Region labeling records

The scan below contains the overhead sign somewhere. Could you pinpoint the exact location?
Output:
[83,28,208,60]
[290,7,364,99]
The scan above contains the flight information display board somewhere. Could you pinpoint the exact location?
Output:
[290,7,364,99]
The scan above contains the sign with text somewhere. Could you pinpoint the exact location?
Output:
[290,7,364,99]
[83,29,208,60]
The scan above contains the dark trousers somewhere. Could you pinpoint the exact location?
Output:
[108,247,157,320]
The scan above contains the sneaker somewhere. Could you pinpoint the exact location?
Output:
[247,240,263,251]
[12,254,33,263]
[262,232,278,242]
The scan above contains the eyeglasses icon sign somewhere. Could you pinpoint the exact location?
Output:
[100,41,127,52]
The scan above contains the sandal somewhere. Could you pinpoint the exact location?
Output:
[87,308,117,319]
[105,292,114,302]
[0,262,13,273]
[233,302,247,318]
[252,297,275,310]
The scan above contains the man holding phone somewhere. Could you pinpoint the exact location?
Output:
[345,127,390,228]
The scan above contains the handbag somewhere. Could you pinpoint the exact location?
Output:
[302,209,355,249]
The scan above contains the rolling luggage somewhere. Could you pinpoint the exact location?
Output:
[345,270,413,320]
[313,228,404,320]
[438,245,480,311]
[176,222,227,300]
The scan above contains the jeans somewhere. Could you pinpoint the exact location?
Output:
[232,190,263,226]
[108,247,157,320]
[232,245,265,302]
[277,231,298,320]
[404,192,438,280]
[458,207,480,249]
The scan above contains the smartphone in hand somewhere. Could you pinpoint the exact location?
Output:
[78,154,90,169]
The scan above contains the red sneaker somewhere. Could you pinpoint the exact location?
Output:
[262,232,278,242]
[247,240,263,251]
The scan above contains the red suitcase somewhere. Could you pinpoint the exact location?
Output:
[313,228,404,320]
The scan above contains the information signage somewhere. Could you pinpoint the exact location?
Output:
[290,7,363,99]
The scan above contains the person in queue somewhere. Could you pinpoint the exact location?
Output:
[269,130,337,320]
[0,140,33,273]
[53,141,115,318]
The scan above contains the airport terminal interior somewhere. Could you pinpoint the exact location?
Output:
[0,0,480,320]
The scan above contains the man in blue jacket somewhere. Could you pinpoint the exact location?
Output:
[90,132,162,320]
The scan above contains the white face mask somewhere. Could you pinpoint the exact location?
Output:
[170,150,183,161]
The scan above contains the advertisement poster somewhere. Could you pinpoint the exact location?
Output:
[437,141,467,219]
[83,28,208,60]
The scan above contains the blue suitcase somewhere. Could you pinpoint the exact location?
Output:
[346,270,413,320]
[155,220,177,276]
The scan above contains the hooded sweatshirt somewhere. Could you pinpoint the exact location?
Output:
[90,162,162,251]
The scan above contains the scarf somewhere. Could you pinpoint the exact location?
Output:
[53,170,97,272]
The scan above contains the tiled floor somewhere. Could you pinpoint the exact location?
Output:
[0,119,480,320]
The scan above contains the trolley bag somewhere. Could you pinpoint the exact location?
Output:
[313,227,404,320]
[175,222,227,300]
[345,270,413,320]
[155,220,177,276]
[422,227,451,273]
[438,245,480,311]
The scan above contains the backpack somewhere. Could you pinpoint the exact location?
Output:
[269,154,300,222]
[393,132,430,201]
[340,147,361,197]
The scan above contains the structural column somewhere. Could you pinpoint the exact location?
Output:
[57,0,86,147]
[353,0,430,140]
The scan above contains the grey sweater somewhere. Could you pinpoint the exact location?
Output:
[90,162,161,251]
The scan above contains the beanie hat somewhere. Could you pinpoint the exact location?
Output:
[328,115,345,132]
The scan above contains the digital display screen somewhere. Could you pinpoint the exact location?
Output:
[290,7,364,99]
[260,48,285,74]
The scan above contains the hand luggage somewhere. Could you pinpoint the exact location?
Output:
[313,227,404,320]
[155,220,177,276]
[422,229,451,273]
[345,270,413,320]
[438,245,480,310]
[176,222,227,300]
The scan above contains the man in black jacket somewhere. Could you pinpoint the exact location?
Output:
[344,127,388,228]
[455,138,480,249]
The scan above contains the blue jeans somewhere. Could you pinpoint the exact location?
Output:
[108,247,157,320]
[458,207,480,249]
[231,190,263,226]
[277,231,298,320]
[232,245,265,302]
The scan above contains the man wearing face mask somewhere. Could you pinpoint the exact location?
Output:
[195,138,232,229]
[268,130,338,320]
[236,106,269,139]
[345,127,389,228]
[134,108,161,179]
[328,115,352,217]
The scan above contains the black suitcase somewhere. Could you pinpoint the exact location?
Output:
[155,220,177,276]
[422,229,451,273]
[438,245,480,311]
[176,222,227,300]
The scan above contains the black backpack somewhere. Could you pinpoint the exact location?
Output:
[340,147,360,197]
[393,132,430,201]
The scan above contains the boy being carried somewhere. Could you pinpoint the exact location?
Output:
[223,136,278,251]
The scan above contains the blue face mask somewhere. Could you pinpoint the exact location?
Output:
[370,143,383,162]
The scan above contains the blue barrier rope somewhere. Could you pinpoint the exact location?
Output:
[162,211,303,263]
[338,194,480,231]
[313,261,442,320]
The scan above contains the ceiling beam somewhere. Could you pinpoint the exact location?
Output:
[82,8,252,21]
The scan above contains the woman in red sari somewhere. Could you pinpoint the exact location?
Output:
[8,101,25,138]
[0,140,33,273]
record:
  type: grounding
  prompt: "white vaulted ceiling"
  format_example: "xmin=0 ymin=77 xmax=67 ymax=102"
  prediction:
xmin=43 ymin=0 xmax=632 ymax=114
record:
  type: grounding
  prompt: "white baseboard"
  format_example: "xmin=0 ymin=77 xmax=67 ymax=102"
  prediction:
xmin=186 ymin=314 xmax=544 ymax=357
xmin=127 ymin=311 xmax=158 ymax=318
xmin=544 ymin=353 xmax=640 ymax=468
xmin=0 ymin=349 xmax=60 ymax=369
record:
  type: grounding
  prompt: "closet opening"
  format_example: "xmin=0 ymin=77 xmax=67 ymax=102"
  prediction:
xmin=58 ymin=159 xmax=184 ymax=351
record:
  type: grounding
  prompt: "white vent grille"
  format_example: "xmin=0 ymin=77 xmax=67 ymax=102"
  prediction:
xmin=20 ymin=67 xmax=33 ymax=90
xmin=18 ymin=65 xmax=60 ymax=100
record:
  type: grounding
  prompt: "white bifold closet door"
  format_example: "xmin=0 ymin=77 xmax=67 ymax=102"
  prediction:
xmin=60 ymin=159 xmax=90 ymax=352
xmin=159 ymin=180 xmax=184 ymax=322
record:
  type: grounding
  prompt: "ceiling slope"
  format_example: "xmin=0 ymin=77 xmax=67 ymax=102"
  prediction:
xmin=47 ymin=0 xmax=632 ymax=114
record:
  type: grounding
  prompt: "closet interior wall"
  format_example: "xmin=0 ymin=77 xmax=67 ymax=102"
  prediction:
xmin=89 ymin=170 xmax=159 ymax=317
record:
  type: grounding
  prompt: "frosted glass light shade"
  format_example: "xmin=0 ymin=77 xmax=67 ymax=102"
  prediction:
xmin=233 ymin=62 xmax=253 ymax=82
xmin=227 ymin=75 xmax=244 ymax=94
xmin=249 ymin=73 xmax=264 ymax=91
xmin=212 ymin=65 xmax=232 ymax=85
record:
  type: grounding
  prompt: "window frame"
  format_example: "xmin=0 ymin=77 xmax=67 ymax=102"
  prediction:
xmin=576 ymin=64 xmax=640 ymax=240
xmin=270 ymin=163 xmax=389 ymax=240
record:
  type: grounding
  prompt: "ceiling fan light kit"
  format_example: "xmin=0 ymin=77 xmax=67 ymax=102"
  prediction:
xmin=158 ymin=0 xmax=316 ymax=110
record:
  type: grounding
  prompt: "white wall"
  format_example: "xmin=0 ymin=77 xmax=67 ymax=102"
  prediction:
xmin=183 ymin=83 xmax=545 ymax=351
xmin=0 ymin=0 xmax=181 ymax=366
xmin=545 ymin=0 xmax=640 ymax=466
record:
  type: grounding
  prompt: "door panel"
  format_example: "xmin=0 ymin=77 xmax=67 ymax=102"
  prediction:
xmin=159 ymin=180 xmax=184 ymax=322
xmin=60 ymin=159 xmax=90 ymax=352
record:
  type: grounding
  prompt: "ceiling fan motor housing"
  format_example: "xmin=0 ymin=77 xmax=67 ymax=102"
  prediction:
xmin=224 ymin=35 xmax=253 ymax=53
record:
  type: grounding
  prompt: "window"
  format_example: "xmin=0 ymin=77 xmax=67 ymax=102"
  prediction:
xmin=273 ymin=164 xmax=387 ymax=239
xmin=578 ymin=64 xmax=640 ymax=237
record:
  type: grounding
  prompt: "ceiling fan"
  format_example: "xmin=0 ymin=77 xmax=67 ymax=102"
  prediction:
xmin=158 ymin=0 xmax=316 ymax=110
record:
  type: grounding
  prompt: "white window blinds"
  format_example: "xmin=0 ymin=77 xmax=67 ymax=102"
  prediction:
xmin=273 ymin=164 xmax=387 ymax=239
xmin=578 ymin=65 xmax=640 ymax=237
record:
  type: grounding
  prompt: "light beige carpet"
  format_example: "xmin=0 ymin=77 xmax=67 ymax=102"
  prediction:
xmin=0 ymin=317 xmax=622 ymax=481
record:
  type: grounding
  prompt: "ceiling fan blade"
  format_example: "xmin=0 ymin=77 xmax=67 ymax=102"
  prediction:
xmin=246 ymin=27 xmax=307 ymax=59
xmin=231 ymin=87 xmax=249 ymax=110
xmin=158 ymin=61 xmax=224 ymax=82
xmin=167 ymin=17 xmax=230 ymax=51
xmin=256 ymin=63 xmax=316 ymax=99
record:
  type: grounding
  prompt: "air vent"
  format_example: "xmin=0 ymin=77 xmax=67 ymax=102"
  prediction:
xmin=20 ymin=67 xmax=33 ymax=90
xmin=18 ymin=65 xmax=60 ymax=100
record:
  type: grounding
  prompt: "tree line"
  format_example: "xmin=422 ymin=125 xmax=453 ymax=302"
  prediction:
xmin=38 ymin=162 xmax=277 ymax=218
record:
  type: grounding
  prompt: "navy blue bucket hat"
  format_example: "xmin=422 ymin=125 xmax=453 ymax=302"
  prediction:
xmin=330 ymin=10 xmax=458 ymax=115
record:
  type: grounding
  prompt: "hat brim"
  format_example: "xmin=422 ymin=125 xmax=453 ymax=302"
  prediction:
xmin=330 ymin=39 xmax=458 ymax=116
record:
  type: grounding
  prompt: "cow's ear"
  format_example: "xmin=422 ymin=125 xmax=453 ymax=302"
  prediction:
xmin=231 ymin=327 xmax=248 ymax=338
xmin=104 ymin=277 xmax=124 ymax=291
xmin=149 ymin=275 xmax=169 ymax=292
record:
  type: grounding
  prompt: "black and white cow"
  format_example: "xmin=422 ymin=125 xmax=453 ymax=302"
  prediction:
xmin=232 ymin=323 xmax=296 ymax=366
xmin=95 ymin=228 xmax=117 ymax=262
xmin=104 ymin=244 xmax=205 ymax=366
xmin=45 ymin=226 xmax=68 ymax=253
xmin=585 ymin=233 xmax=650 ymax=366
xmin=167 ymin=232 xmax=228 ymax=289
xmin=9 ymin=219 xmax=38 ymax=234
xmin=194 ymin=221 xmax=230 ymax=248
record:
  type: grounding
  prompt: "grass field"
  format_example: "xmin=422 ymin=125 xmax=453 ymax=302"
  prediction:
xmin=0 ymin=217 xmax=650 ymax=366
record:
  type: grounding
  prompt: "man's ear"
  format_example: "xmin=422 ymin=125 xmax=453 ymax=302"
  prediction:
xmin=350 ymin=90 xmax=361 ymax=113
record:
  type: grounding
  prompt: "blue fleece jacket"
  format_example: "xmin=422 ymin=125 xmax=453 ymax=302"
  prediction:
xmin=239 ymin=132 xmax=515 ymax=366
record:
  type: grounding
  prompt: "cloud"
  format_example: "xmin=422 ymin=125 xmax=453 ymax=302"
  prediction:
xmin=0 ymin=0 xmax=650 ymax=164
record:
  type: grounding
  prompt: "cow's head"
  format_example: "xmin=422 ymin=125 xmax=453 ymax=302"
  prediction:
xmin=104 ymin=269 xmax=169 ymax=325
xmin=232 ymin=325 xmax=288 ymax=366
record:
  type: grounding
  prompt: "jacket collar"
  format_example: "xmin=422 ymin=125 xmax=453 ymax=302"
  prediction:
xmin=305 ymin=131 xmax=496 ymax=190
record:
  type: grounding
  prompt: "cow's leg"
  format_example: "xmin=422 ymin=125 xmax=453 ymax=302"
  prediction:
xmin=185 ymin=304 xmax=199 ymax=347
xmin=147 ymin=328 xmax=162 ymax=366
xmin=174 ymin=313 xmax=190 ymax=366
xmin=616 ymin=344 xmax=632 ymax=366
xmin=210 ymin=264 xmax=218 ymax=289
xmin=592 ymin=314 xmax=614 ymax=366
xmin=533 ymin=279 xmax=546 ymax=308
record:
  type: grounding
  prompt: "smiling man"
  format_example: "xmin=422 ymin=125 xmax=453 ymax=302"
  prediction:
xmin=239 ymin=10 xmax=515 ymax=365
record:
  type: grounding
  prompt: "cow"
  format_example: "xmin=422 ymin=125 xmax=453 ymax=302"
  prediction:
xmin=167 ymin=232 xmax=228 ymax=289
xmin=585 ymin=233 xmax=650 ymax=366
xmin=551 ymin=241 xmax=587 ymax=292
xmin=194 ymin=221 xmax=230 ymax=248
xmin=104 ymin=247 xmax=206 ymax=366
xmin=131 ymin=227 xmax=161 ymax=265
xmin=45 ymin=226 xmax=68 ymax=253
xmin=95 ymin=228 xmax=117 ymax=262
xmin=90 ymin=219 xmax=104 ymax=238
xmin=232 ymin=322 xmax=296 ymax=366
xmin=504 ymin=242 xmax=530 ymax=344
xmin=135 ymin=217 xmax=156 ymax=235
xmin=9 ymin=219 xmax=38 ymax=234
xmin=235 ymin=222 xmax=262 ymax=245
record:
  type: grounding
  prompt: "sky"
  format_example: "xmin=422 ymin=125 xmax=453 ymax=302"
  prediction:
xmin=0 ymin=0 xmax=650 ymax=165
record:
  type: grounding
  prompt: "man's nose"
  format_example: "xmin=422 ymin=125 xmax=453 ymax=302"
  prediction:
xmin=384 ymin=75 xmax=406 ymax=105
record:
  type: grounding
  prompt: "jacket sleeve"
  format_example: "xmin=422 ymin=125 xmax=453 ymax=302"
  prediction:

* **To be done**
Recast the stretch of the data from the line containing "The scan above contains the boy" through the line containing "[82,8,252,21]" as a Markdown table with the columns No. and Line. Number each row and leave out blank lines.

* **Correct response**
| No. | Line |
|---|---|
| 1 | The scan above contains the boy being carried somewhere. Could you pinpoint the exact location? |
| 2 | Output: |
| 3 | [223,136,278,251] |
| 4 | The scan above contains the blue face mask somewhere. Could you pinpoint the exact location? |
| 5 | Output: |
| 6 | [370,143,383,162] |
| 7 | The scan above contains the blue barrier rope somewhere. Could you pinpoint the exact location? |
| 8 | Output: |
| 9 | [162,211,303,263] |
| 10 | [338,194,480,231] |
| 11 | [313,261,442,320] |
| 12 | The scan above contains the ceiling beam somewhere. Could you pinpoint the exact location? |
| 13 | Output: |
| 14 | [82,8,252,21] |